_Excerpt to read_.

# First Batch Completed



## fsa46 (Nov 26, 2019)

My first batch of Skeeter Pee is finished and bottled in 1 gallon jugs.

I back-sweetened two jugs with simple syrup at SG 1.012 and SG 1.02. One jug was BS with Vavel Strawberry syrup to SG 1.025.1 gallon was BS with Vavel Raspberry syrup to SG 1.02 and 1 gallon was BS with Belveder black currant syrup to SG 1.024.

There's not a single one that I don't like and very hard to pick my favorite at this time.

I'm planning in making at least 20 more gallons throughout the Winter so there's plenty for family and friends to enjoy come Summer.


----------



## NorCal (Nov 26, 2019)

Congrats! You are on your way.


----------



## Jal5 (Nov 27, 2019)

Congrats. It’s a fun one to make and even more fun to drink!


----------



## G259 (Dec 25, 2019)

Wow, the SG is pretty high, or does the extra sugar balance the acidity from the lemon? I added too much sugar to a Cran-Grape wine (1.010). I was told to add acid blend to it, it worked.


----------



## RevA (Jan 1, 2020)

Nice, hope you enjoy the hobby. Skeeter Pee and the various options thereof (adding fruit ect) make it fantastic, a nice basic option is dragonsblood.


----------



## fsa46 (Jan 2, 2020)

G259 said:


> Wow, the SG is pretty high, or does the extra sugar balance the acidity from the lemon? I added too much sugar to a Cran-Grape wine (1.010). I was told to add acid blend to it, it worked.



1.01-1.012 is what most of my friends and myself like. I do make some with a SG of 1.02 for those that enjoy it that way.

A member that makes over 100 gallons of SP a year messaged me and said he backsweetens ALL his Skeeter Pee to SG 1.02 and runs out every year.


----------



## RevA (Jan 2, 2020)

fsa46 said:


> 1.01-1.012 is what most of my friends and myself like. I do make some with a SG of 1.02 for those that enjoy it that way.
> 
> A member that makes over 100 gallons of SP a year messaged me and said he backsweetens ALL his Skeeter Pee to SG 1.02 and runs out every year.


At the end of the day, as long as you enjoy the wine, that's all that matters.


----------

_Written task 1_.
Answer these about the Skeeter Pee thread:
(a) Which syrup was used to back-sweeten the raspberry gallon?
(b) What kind of wine did G259 put too much sugar into?
(c) What does RevA call a nice basic option?
_Written task 2_. Copy the Skeeter Pee thread word for word, everything from "I'm planning in" down to "NorCal (Nov 26, 2019)".

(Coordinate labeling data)
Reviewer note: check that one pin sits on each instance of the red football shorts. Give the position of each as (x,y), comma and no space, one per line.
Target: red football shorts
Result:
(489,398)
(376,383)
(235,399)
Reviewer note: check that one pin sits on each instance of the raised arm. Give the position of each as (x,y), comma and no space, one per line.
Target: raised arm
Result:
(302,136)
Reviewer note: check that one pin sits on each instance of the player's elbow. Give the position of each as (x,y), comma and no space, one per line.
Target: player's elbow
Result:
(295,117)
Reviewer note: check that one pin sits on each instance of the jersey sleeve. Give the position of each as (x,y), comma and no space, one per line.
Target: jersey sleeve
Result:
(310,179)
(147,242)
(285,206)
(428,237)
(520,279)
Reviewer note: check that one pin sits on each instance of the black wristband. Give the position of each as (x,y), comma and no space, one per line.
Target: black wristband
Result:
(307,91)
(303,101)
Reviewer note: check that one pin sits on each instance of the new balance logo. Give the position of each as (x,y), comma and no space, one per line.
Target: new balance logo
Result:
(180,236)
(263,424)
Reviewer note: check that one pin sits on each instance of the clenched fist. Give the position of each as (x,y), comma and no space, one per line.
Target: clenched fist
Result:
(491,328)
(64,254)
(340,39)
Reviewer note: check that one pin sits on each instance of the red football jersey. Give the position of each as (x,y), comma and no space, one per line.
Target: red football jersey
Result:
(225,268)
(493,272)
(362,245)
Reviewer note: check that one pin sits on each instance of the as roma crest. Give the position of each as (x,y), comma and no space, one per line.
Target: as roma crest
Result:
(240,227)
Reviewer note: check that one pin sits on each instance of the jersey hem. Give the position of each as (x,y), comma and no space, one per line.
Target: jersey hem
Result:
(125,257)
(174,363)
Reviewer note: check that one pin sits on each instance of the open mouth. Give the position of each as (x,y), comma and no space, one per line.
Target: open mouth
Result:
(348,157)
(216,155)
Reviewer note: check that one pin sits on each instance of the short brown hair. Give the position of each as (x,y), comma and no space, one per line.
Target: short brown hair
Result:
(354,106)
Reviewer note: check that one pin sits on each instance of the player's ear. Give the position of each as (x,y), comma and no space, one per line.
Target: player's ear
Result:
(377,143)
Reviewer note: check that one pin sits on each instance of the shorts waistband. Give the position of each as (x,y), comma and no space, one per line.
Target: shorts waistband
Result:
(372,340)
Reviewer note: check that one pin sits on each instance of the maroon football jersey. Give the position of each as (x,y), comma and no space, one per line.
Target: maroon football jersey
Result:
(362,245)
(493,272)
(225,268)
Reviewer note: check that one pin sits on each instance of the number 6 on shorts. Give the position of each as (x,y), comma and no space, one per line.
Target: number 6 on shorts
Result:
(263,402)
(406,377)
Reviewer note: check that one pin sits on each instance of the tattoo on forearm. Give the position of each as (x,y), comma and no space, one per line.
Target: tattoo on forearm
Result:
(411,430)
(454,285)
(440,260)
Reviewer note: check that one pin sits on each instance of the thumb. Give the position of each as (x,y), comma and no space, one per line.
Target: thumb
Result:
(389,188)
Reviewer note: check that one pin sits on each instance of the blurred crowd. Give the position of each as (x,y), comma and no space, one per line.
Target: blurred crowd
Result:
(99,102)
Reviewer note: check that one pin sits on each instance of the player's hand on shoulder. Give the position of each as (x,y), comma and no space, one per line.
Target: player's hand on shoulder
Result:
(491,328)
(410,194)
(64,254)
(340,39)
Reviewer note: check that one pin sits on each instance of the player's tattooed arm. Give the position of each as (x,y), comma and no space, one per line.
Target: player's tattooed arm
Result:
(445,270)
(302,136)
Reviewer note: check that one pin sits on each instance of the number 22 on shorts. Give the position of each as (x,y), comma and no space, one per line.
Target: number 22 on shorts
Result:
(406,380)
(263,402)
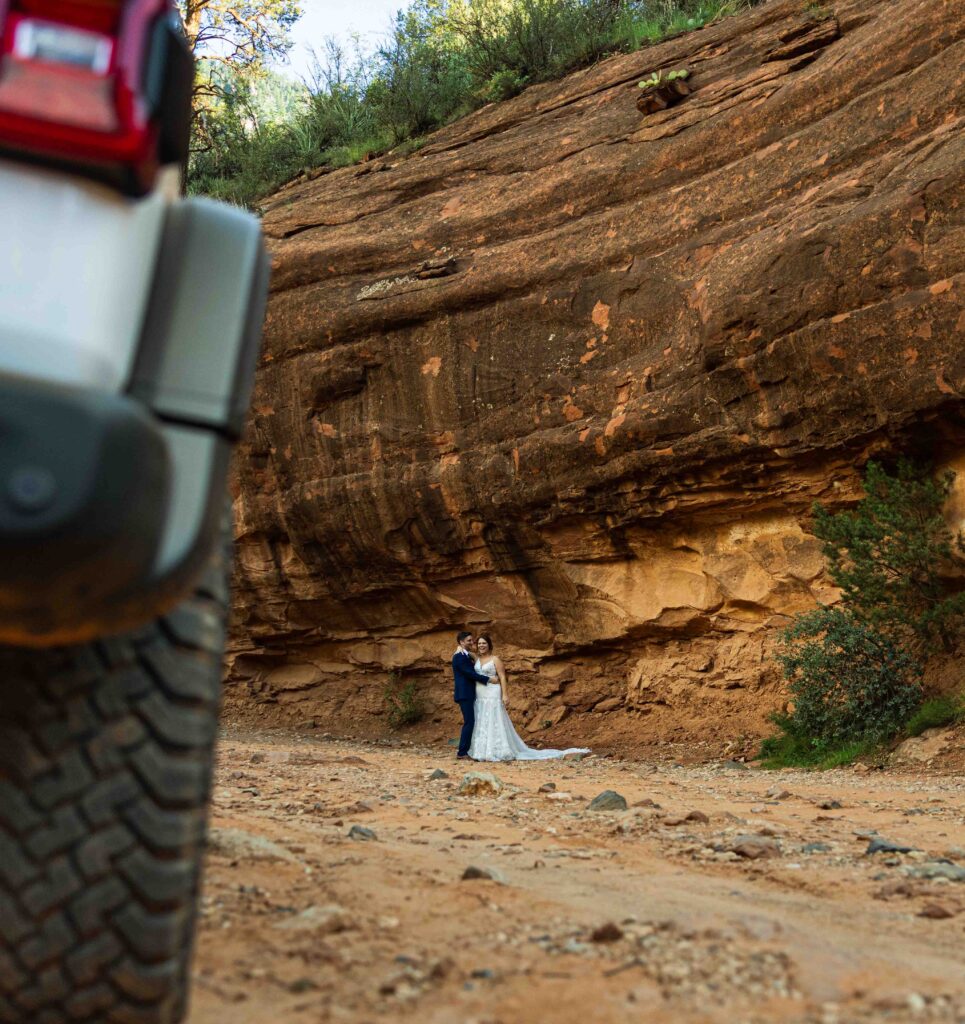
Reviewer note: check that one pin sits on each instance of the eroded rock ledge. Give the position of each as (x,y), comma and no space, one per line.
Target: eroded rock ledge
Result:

_Exercise solution 1_.
(a) Vavel Raspberry syrup
(b) A Cran-Grape wine
(c) Dragonsblood

_Exercise solution 2_.
I'm planning in making at least 20 more gallons throughout the Winter so there's plenty for family and friends to enjoy come Summer.


----------



## NorCal (Nov 26, 2019)